:: SOURCE TEXT ::

A winter wheat breeder with the University of Manitoba recommends the selection of fusarium resistant varieties combined with good agronomic practices to reduce the risk of fusarium head blight.
As the result of high moisture and high humidity during flowering, winter wheat crops in southern Manitoba and southeastern Saskatchewan have been hit hard this year by fusarium head blight.
Dr. Anita Brûlé-Babel, a winter wheat breeder with the University of Manitoba, notes in addition to lowering yields fusarium produces a toxin that dramatically impacts the marketability of the grain.
Dr. Anita Brûlé-Babel-University of Manitoba:
We have some varieties that have better levels of resistance and some of them that have been around a long time.
For instance CDC Buteo has been rated pretty consistently in our trials as a moderately resistant so it will have quite a bit better fusarium tolerance than, for instance, something like CDC Falcon which is quite susceptible.
More recently we've had the introduction of Emerson from the Lethbridge Research Centre's program and Emerson is rating a resistant to moderately resistant as well.
In the trials that we've been doing with Emerson that resistance seems to be holding out quite well even under heavy inoculation pressure.

:: MATERIAL PROVIDED ::
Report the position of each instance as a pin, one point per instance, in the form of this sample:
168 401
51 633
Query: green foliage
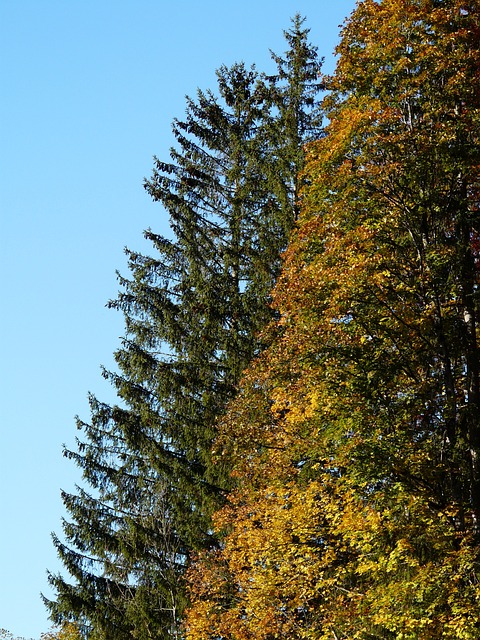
355 439
192 312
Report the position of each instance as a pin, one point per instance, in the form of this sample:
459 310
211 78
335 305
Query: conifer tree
357 432
192 312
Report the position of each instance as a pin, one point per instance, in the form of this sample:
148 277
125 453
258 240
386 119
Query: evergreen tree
357 434
192 313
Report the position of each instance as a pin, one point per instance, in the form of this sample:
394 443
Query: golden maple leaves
353 437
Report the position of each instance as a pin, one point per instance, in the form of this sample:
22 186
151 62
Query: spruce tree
192 313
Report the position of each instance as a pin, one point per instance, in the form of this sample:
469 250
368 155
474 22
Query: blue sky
88 91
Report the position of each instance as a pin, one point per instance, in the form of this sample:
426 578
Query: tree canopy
355 440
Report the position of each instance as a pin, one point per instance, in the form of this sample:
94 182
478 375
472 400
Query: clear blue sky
88 91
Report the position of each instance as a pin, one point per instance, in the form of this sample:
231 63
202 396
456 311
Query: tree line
295 451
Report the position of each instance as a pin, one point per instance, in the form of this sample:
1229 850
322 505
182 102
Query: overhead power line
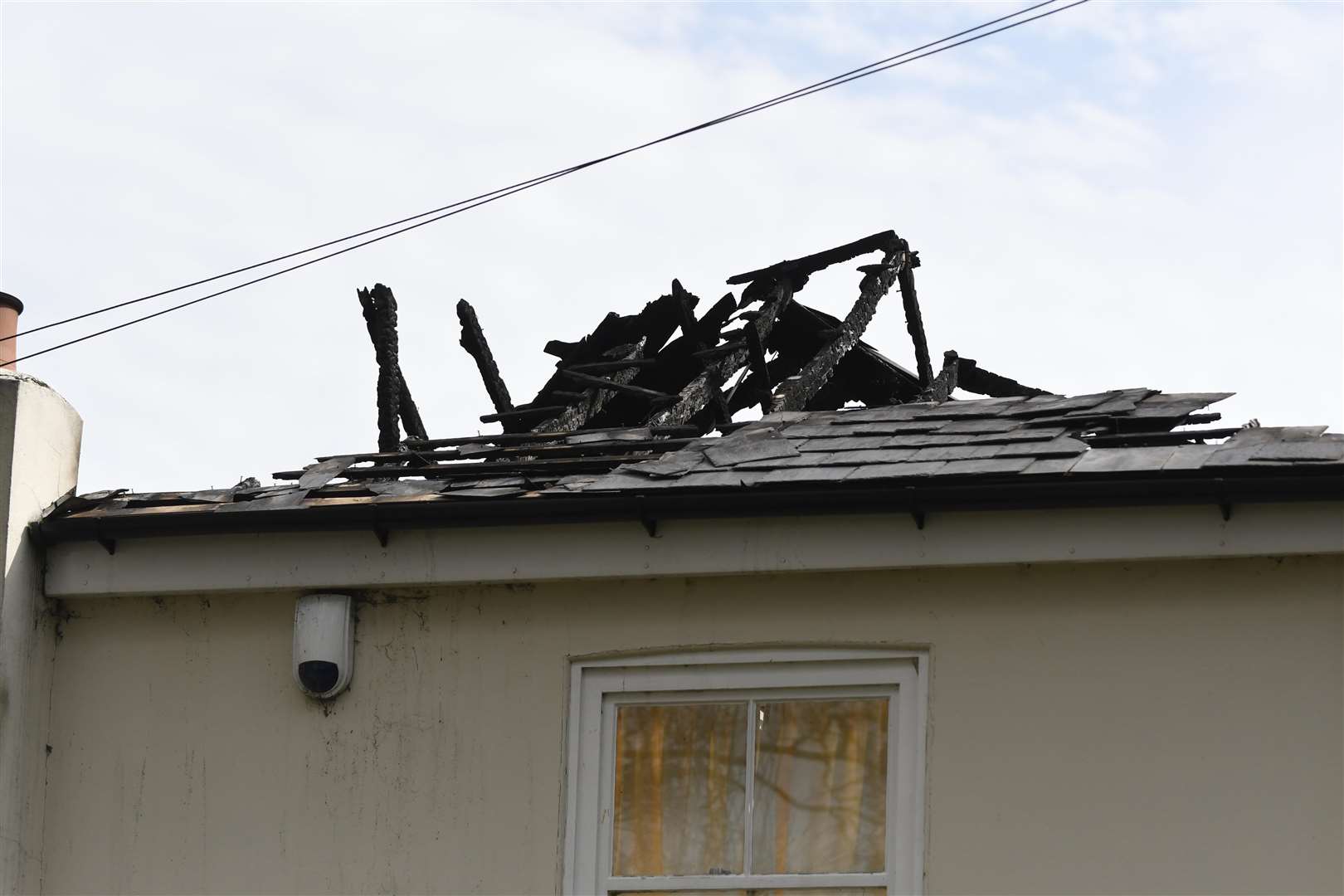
481 199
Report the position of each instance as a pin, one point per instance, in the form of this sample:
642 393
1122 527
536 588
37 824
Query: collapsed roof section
622 427
686 363
1121 448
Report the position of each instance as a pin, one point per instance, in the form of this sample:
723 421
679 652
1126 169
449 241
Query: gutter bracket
1224 503
916 511
650 525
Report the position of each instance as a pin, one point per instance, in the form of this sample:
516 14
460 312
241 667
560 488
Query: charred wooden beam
522 412
699 391
394 395
604 367
981 382
474 340
699 340
531 438
1179 437
580 412
760 370
800 269
914 320
587 379
944 384
877 281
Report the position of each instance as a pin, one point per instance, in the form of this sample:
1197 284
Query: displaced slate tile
1308 451
718 479
1122 402
487 494
735 450
269 501
1051 465
1168 405
895 470
1124 460
956 453
1244 446
1261 434
671 465
986 466
925 440
1050 405
810 458
1025 434
320 475
402 488
786 416
888 412
622 481
979 426
895 427
815 430
1058 446
953 410
488 483
1190 457
871 455
845 444
637 434
806 475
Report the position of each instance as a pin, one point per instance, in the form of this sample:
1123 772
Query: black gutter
914 497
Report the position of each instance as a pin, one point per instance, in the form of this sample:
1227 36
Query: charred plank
474 340
981 382
580 412
611 384
914 319
944 384
877 281
699 391
808 265
394 395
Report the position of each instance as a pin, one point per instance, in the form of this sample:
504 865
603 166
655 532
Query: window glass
821 787
680 789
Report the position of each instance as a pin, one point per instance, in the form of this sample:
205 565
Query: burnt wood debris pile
644 384
639 412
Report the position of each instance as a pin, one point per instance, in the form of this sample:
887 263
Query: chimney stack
10 310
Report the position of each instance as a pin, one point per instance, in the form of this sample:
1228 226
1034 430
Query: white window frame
597 687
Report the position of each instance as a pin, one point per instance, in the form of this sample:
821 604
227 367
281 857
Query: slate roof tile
962 438
986 466
845 444
895 470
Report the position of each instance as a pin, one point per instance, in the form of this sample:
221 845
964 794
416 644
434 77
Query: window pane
680 790
821 787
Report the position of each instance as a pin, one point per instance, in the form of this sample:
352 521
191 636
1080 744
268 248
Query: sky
1121 195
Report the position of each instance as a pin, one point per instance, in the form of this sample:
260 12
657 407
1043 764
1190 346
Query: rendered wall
1161 727
39 458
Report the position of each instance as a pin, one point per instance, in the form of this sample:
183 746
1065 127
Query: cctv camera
324 640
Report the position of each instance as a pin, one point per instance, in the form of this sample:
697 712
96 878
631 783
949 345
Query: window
754 772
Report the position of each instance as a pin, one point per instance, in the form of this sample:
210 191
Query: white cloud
1118 195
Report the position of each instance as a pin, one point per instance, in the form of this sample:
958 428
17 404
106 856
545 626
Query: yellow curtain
680 789
821 787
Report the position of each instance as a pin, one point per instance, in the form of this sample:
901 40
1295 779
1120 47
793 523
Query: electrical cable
466 204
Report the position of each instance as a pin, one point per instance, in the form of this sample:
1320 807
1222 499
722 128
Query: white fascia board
470 555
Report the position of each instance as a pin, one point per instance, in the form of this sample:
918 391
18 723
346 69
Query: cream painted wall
1157 727
39 460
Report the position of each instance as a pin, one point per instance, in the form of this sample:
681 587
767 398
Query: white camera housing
324 644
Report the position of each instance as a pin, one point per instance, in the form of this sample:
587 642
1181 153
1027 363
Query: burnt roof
626 427
1125 446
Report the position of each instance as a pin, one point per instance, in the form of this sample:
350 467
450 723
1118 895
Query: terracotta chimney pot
10 310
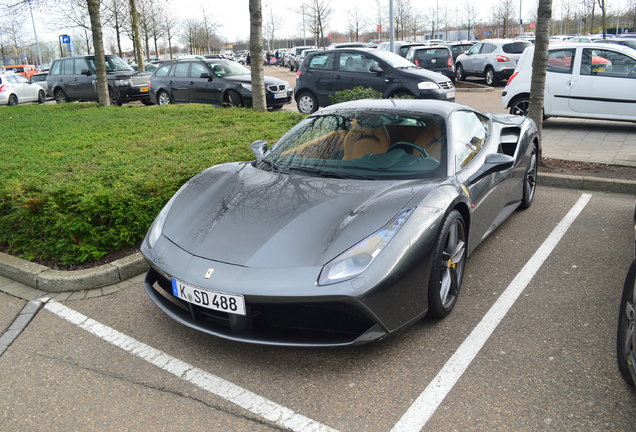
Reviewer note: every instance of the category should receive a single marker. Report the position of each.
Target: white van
(583, 80)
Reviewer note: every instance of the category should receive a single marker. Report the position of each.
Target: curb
(45, 279)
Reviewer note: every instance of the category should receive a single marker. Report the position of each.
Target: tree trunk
(256, 53)
(540, 63)
(100, 61)
(134, 21)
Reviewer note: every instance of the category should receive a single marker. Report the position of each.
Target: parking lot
(549, 364)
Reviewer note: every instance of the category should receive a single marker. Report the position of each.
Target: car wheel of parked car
(627, 325)
(448, 266)
(307, 103)
(163, 98)
(459, 72)
(520, 104)
(490, 76)
(232, 98)
(530, 180)
(60, 96)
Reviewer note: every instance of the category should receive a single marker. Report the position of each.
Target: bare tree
(256, 53)
(100, 60)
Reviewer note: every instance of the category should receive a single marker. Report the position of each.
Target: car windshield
(363, 144)
(392, 59)
(225, 68)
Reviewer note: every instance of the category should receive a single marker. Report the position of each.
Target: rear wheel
(307, 103)
(448, 266)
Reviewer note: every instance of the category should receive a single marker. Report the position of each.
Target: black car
(212, 81)
(436, 58)
(322, 74)
(74, 78)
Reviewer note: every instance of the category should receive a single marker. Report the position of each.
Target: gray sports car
(354, 225)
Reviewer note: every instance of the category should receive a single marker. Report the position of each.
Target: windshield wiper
(327, 173)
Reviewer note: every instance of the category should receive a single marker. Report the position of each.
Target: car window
(181, 70)
(470, 131)
(601, 62)
(561, 60)
(163, 70)
(515, 47)
(356, 62)
(196, 69)
(322, 61)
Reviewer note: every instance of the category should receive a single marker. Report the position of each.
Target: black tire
(530, 178)
(459, 72)
(520, 105)
(60, 96)
(232, 98)
(625, 340)
(163, 98)
(307, 103)
(447, 270)
(489, 76)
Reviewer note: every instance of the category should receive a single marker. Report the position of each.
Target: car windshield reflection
(363, 144)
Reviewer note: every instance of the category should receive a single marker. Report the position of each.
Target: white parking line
(427, 403)
(231, 392)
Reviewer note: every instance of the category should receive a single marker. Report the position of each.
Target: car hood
(238, 214)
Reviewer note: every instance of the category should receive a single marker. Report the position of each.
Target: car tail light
(511, 78)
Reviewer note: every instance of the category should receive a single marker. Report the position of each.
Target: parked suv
(436, 58)
(584, 80)
(324, 73)
(74, 78)
(493, 59)
(212, 81)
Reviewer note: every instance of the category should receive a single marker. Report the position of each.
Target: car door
(180, 82)
(605, 85)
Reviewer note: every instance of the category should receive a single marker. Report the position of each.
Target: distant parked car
(15, 89)
(584, 80)
(493, 59)
(324, 73)
(74, 78)
(215, 82)
(436, 58)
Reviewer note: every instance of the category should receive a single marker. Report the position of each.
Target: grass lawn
(79, 181)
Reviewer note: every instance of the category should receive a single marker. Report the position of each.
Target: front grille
(276, 88)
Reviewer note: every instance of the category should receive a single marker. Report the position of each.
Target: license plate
(214, 300)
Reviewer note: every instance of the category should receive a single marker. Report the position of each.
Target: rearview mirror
(259, 148)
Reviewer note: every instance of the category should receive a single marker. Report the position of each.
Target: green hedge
(78, 181)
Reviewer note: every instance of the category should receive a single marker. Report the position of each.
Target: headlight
(356, 259)
(427, 85)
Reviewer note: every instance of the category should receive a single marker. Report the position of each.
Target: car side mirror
(259, 148)
(376, 69)
(495, 162)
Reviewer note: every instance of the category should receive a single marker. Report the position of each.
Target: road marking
(427, 403)
(252, 402)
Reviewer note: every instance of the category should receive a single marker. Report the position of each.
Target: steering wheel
(407, 144)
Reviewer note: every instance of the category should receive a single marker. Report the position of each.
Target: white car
(583, 80)
(15, 89)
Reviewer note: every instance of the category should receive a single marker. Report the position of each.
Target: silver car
(493, 59)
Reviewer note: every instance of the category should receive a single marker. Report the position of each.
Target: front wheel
(448, 266)
(626, 335)
(307, 103)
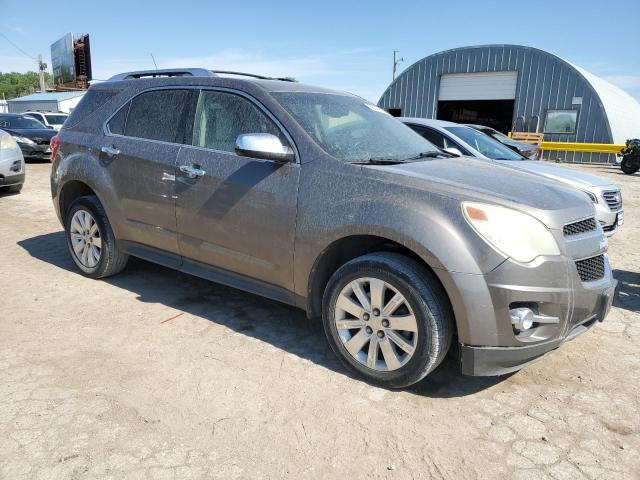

:: ASSIGNMENT 1 ::
In the article on fusarium head blight in winter wheat, which variety is described as quite susceptible?
:: ASSIGNMENT 2 ::
Write the next part of the article on fusarium head blight in winter wheat, picking up after its last sentence.
The entries were taken from a different source than the article on fusarium head blight.

:: TASK OUTPUT 1 ::
CDC Falcon

:: TASK OUTPUT 2 ::
With any of these though we have to remember that resistance is not the same as what we would often think about with, for instance, some of the rusts which are other diseases of wheat.
Even with moderately resistant or resistant we still will see some levels of fusarium under high epidemic conditions so the recommendation that I have with producers is use more of the tool box which is not just the cultivar.
Watch your weather forecasts and your disease forecasting to determine whether fungicides might be a useful option for you and follow appropriate crop rotation.
Dr. Brûlé-Babel notes in fungicide trials the combination of better resistance and fungicides seems to improve your outcome much more than using susceptible varieties with fungicides.